§ **Exercise task A**
From the Campbell article, copy word for word the part that opens with the words containing "Alongside thin-wallet syndrome, consumers" and closes with "by TreeHouse (NYSE:THS).".
§ **Exercise task B**
According to the Campbell article, how many servings of Campbell's soup do U.S. households consume per year?

§ **Source**
Consumer stocks are now as risky as they've ever been. Unemployment's historically high, consumers are spooked, and subpar earnings abound as companies pay the price for lost competitive advantage or fiscal irresponsibility. But tough times can offer investors the best chance to buy stocks.

Even if stock prices are low, investors still need to be careful. Many companies simply won't survive the recession in their current form. However, thinning the herd of weaker competitors should lead to big winners in the consumer space when the economy recovers. In this article, I've highlighted two reasons to love Campbell (NYSE:CPB), maker of the eponymous soups, as well as V8, Pace, and Pepperidge Farm brand products.

Andy Warhol: investment guru
Although the packaging may have changed from the days of Warhol's Pop Art paintings, the Campbell soup brand remains an American icon. Not so sure about that? Just ask U.S. households, which sip, spoon, and slurp 49 servings of Campbell's mmm ... mmm goodness per year, helping to make it the world's largest soup manufacturer.

In fact, few foods rank more importantly than soup in the lunch-and-dinner chow-down, and U.S. consumers have deepened their brothy love as food costs and economic conditions turn for the worse. Those trends helped power Campbell's recent quarterly earnings beat.

Alongside thin-wallet syndrome, consumers tend to fret over their bulging waistlines, and Campbell's products stand to benefit here as well. Nourishing changes to existing soups -- including sodium reductions, leaner meats, and higher vegetable contents -- should help the company compete with General Mills' (NYSE:GIS) Progresso brand and the private-label soups produced by TreeHouse (NYSE:THS).

§ **Records**

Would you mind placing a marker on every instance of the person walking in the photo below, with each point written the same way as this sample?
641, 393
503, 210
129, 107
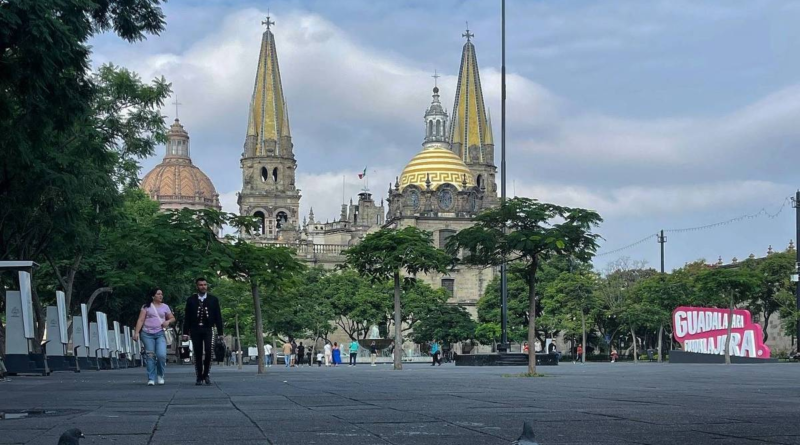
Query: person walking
287, 354
154, 317
373, 353
268, 355
301, 352
436, 353
328, 354
337, 354
202, 315
353, 352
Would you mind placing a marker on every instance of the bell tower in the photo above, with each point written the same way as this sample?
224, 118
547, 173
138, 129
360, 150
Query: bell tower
268, 163
471, 126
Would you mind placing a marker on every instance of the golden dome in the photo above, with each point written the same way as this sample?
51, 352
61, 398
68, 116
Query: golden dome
438, 164
177, 183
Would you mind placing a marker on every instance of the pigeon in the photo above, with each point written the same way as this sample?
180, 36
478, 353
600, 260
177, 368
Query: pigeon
71, 437
527, 437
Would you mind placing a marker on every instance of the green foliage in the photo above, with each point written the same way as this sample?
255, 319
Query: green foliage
382, 254
448, 324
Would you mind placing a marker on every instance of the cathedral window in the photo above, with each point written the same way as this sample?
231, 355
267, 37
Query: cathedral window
449, 285
261, 221
281, 218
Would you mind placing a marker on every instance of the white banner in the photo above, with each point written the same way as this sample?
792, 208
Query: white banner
85, 321
27, 303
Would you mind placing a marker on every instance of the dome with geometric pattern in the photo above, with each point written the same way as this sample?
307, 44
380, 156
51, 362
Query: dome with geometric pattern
438, 165
176, 183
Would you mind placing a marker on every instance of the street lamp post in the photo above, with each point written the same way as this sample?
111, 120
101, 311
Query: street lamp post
503, 279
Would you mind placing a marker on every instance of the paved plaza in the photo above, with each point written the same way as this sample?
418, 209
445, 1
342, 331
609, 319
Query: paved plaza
575, 404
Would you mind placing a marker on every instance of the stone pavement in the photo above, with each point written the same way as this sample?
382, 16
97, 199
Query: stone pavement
575, 404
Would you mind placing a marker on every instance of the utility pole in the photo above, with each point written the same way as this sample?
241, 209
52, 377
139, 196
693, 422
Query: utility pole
503, 279
796, 205
662, 240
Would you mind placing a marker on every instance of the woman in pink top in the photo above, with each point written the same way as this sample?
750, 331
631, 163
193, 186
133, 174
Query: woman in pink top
154, 317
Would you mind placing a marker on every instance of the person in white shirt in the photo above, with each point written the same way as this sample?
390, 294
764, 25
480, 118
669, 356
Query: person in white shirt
268, 355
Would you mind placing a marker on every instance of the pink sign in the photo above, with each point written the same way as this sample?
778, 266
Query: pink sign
704, 330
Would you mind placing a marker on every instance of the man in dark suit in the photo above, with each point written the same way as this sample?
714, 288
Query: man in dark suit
202, 314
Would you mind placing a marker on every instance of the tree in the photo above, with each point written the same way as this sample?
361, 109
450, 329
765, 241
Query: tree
267, 267
449, 323
774, 271
727, 287
574, 293
658, 296
529, 232
58, 158
389, 253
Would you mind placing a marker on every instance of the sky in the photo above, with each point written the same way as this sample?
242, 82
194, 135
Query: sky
664, 114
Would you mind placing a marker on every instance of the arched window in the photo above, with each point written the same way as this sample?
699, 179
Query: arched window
280, 219
261, 222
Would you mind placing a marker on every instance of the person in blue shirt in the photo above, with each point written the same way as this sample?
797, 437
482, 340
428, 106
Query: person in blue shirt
436, 353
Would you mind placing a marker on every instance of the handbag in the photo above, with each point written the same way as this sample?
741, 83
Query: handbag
169, 334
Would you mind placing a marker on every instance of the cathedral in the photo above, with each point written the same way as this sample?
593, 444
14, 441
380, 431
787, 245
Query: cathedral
444, 185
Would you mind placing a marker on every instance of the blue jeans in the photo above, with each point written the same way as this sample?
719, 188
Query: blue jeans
155, 346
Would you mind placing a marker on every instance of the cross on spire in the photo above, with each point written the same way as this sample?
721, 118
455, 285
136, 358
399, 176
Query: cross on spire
267, 22
468, 34
176, 103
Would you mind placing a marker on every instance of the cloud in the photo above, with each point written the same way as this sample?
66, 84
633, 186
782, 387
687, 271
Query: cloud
665, 201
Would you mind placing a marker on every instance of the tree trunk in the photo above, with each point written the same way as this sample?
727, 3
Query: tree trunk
728, 337
532, 317
398, 332
97, 292
259, 327
660, 341
583, 337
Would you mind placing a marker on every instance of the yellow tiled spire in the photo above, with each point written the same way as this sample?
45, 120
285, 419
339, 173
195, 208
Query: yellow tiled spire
470, 126
267, 120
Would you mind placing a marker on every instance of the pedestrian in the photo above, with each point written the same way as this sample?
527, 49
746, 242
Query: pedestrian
301, 353
202, 315
328, 353
287, 353
435, 353
353, 352
337, 354
268, 355
154, 317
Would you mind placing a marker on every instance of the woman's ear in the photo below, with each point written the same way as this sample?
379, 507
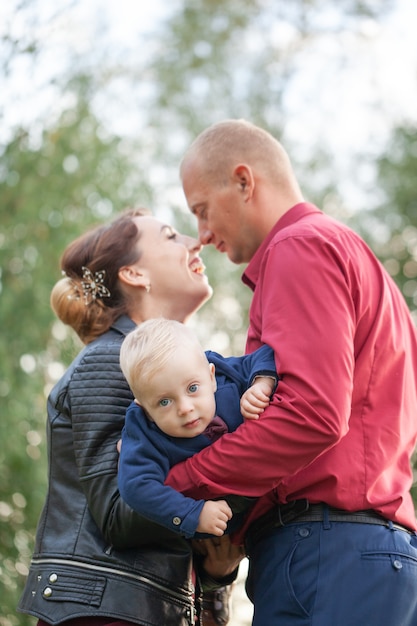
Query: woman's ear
133, 276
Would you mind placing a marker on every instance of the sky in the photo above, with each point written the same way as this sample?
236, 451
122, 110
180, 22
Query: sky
345, 101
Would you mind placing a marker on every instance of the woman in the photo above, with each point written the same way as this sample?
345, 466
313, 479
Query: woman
95, 560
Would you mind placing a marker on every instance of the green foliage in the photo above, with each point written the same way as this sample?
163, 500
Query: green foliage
210, 60
393, 224
53, 186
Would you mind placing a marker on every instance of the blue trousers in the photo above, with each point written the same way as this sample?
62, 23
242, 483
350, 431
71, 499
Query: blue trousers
334, 574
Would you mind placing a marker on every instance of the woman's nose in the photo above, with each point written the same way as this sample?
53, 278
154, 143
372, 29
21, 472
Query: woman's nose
192, 244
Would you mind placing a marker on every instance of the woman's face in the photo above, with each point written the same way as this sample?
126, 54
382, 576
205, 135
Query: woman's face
178, 285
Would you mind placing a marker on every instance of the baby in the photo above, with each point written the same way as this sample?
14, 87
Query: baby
184, 400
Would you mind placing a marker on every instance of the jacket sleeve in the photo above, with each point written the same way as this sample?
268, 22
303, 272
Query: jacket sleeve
243, 369
98, 396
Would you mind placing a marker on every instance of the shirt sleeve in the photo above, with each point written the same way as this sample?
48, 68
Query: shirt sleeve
307, 317
142, 470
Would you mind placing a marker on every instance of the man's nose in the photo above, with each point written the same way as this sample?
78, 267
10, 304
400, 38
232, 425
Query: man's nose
205, 236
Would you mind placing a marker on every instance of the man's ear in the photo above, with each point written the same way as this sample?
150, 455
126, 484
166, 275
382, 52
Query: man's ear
133, 276
244, 179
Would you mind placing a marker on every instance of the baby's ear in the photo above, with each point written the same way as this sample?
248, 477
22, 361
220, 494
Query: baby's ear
213, 376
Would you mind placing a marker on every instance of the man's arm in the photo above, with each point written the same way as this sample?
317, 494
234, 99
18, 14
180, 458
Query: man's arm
308, 319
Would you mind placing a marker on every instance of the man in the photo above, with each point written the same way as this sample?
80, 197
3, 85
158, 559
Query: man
331, 541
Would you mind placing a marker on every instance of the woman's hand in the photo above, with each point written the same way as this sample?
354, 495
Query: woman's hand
221, 556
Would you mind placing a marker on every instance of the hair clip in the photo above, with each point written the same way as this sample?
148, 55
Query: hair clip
92, 285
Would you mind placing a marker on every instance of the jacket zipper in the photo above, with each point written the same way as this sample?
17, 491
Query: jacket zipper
175, 594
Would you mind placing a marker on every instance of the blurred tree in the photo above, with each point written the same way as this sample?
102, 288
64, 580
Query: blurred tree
210, 59
392, 227
53, 186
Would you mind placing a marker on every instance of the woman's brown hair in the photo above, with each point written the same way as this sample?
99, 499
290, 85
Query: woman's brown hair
95, 259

§ **Expected answer A**
Alongside thin-wallet syndrome, consumers tend to fret over their bulging waistlines, and Campbell's products stand to benefit here as well. Nourishing changes to existing soups -- including sodium reductions, leaner meats, and higher vegetable contents -- should help the company compete with General Mills' (NYSE:GIS) Progresso brand and the private-label soups produced by TreeHouse (NYSE:THS).

§ **Expected answer B**
49 servings